▶ [Sayfa]:
__________
İngiltere, İran’a verilecek cevaba hazırlık olması amacıyla bölgedeki özel kuvvetlerini Umman da toplamaya başladı. Avustralya gibi İngiliz milletler topluluğu üyesi ülkeleri, İran’a verilecek cevap ile ilgili ittifak yapmaya çağırdı. Mercer Street gemisinde hiçbir ABD’li ölmedi ama İngiliz vatandaşı öldü. İran asıllı bir İngiliz vatandaşı, ajan olduğu gerekçesiyle İran’da tutuklandı. İngiltere iki yıl önce iki İran gemisine el koymuştu, bu defa daha ileri gideceği anlaşılıyor.
Yemen’deki en güçlü silahlı grup, İsrail’e yakınlığıyla bilinen BAE’nin kontrolünde… Bu grubun İran’ın desteklediği Husilere yönelik yeni operasyonlara girişmesi beklenebilir.
__________
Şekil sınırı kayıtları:
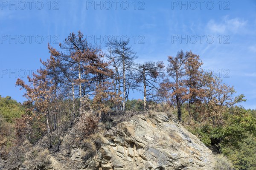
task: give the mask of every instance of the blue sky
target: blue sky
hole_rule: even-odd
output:
[[[204,69],[244,94],[244,107],[255,109],[256,2],[1,0],[0,94],[24,100],[17,79],[26,79],[49,57],[48,42],[58,48],[81,30],[103,50],[108,37],[129,37],[137,62],[167,65],[168,56],[192,50]]]

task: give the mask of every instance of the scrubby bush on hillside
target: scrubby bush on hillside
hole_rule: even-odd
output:
[[[233,170],[232,163],[222,155],[217,156],[215,159],[214,170]]]

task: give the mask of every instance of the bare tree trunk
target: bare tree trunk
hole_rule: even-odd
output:
[[[176,102],[177,103],[177,108],[178,109],[178,119],[179,122],[181,122],[181,108],[180,103],[178,97],[176,96]]]
[[[125,84],[125,56],[123,54],[123,58],[122,58],[122,66],[123,66],[123,108],[122,110],[125,110],[125,95],[126,92],[126,86]]]
[[[82,113],[82,109],[81,109],[81,104],[82,104],[82,92],[81,92],[81,70],[80,68],[80,64],[79,63],[79,66],[78,68],[79,71],[79,96],[80,97],[80,107],[79,107],[79,113],[81,115]]]
[[[144,111],[146,110],[146,106],[147,105],[146,103],[146,76],[145,75],[145,67],[143,65],[143,84],[144,86]]]
[[[75,117],[75,90],[74,90],[74,82],[72,82],[72,95],[73,98],[73,111],[72,113],[71,113],[71,126],[73,125],[73,123],[74,123],[74,118]]]
[[[121,81],[120,81],[120,79],[119,79],[118,80],[118,96],[120,96],[120,95],[121,94],[120,92],[121,92]],[[121,106],[120,102],[118,102],[118,105],[119,106],[119,110],[121,110]]]
[[[49,114],[48,113],[46,114],[46,125],[47,127],[47,132],[48,134],[50,134],[51,133],[51,129],[50,128]]]

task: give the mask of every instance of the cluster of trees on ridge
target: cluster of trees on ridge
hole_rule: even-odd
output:
[[[61,51],[48,45],[50,58],[41,60],[42,67],[28,77],[28,84],[17,80],[16,85],[25,90],[28,99],[18,107],[22,108],[21,117],[12,114],[18,118],[15,120],[8,113],[0,115],[6,123],[15,122],[15,144],[21,144],[25,139],[35,143],[47,135],[51,147],[55,143],[53,132],[67,122],[73,126],[76,117],[85,118],[86,126],[92,122],[89,125],[95,128],[110,112],[134,107],[165,111],[174,108],[178,120],[189,125],[190,131],[208,146],[217,146],[226,155],[242,144],[239,135],[255,139],[251,135],[255,135],[255,110],[234,107],[245,100],[243,95],[234,96],[233,87],[204,72],[199,56],[191,51],[180,51],[175,57],[169,56],[166,67],[162,61],[135,63],[137,57],[128,40],[110,40],[108,52],[104,53],[79,31],[70,34],[59,45]],[[129,99],[134,91],[142,92],[143,100]],[[233,137],[233,133],[237,135]],[[230,145],[235,139],[237,141]],[[6,141],[0,147],[6,146]]]
[[[26,90],[25,96],[38,114],[45,116],[48,133],[57,128],[60,115],[56,102],[60,100],[72,101],[71,124],[76,115],[86,110],[83,103],[90,99],[90,109],[96,111],[99,117],[113,108],[125,110],[131,90],[143,91],[145,110],[149,100],[175,105],[180,121],[181,106],[186,102],[190,116],[204,109],[215,124],[221,121],[219,108],[244,100],[243,95],[233,98],[233,87],[204,72],[199,56],[191,51],[180,51],[175,57],[169,56],[165,76],[162,61],[135,63],[136,53],[128,43],[128,40],[110,40],[106,44],[108,53],[103,54],[99,47],[89,43],[81,32],[70,34],[63,44],[60,43],[63,50],[48,46],[50,59],[41,60],[43,67],[28,77],[30,84],[18,79],[16,85]]]

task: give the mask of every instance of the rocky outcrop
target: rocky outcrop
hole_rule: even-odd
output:
[[[111,118],[109,129],[94,136],[101,138],[97,147],[90,146],[90,139],[85,139],[89,141],[88,150],[77,146],[74,142],[75,128],[70,128],[61,137],[61,144],[49,149],[50,163],[36,169],[213,169],[211,150],[174,117],[164,113],[141,112],[114,114]],[[94,139],[93,142],[97,140]],[[46,148],[43,141],[38,145]],[[10,169],[7,164],[0,161],[0,169]],[[25,165],[12,169],[30,169]]]
[[[212,152],[166,113],[138,115],[112,128],[88,169],[212,170]]]

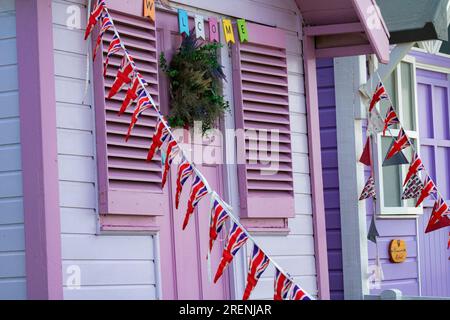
__________
▶ [Yapılacaklar]:
a) Sayfaya göre İngiltere özel kuvvetlerini Umman'da neden toplamaya başladı? Bir iki cümleyle açıklayın.
b) Sayfada "İngiltere, İran’a verilecek" sözleriyle açılıp "operasyonlara girişmesi beklenebilir." sözleriyle kapanan bölümü hiç değiştirmeden tekrar yazın.

▶ [Yazılı cevaplar]:
a) İngiltere, bölgedeki özel kuvvetlerini İran'a verilecek cevaba hazırlık olsun diye Umman'da toplamaya başladı.

b)
İngiltere, İran’a verilecek cevaba hazırlık olması amacıyla bölgedeki özel kuvvetlerini Umman da toplamaya başladı. Avustralya gibi İngiliz milletler topluluğu üyesi ülkeleri, İran’a verilecek cevap ile ilgili ittifak yapmaya çağırdı. Mercer Street gemisinde hiçbir ABD’li ölmedi ama İngiliz vatandaşı öldü. İran asıllı bir İngiliz vatandaşı, ajan olduğu gerekçesiyle İran’da tutuklandı. İngiltere iki yıl önce iki İran gemisine el koymuştu, bu defa daha ileri gideceği anlaşılıyor.
Yemen’deki en güçlü silahlı grup, İsrail’e yakınlığıyla bilinen BAE’nin kontrolünde… Bu grubun İran’ın desteklediği Husilere yönelik yeni operasyonlara girişmesi beklenebilir.